**Exercise goal**: List every line of the data below that contains the string "window", copying each line in full. Match case exactly.

**Task material**:
====================

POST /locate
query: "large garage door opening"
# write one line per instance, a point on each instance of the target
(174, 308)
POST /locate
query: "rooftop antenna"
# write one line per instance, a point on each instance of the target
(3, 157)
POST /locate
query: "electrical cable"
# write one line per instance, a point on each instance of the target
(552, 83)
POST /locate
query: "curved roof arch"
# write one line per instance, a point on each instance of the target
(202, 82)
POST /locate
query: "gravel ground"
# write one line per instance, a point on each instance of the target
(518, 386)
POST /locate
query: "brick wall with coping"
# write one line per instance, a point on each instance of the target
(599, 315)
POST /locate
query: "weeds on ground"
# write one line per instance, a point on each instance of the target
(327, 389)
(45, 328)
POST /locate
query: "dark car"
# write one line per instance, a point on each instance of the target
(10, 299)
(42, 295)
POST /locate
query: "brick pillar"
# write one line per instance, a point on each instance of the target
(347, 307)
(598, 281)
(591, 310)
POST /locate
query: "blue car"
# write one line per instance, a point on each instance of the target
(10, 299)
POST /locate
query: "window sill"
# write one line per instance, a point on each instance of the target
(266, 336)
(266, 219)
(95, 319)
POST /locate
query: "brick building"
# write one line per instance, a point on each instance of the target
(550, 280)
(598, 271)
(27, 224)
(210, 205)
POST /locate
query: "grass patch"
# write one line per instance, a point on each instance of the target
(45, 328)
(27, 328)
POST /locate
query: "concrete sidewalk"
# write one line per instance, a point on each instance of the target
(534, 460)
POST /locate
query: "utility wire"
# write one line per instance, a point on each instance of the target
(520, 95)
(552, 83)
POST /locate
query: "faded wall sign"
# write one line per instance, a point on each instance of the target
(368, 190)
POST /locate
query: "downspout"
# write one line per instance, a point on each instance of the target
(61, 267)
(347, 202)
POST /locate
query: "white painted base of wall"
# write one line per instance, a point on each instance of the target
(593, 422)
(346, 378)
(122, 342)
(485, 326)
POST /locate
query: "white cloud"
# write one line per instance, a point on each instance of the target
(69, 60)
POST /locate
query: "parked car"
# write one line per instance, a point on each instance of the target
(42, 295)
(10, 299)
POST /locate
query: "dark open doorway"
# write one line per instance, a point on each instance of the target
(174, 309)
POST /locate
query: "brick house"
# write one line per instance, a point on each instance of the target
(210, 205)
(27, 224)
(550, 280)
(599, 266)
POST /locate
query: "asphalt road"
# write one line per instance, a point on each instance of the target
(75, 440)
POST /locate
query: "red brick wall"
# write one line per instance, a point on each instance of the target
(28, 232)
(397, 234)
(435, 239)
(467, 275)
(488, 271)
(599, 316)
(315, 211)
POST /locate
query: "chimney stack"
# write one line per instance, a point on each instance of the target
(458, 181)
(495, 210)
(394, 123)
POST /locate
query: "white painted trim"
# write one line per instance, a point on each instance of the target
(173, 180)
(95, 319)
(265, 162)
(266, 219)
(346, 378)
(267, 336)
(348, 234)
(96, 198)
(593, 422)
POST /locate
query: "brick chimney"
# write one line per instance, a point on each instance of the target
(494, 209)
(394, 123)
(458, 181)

====================

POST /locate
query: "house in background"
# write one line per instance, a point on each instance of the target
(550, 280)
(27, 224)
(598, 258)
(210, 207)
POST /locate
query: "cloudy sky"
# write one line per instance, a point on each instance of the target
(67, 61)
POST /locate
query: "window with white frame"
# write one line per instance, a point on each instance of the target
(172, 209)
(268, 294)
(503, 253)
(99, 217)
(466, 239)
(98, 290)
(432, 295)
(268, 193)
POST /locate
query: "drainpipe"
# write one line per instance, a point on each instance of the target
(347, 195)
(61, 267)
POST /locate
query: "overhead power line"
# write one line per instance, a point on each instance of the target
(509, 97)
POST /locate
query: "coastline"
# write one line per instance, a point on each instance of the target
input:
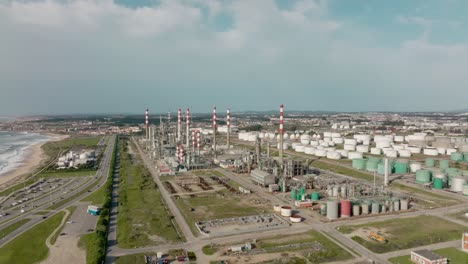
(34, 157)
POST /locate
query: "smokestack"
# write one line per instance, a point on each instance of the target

====================

**Response below**:
query: "window sill"
query: "window with white frame"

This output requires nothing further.